[ASSIGNED TASK] The answer should be one number, the count of lines in the data with "grass".

[Point localization data]
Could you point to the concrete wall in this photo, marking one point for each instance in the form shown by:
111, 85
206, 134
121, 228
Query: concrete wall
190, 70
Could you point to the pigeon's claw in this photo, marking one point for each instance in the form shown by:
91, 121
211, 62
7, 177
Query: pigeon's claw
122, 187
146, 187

...

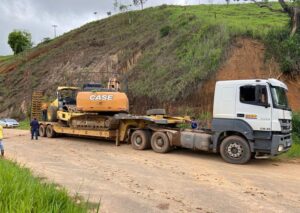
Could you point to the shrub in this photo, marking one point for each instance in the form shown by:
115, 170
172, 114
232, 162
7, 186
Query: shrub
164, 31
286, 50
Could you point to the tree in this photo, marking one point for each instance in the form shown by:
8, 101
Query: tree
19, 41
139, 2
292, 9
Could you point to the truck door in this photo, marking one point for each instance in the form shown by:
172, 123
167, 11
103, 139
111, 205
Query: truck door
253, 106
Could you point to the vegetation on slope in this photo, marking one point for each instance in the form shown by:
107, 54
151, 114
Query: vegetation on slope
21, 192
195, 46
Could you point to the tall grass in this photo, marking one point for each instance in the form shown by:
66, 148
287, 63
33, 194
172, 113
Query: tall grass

[SOLUTION TO THIS TASK] 2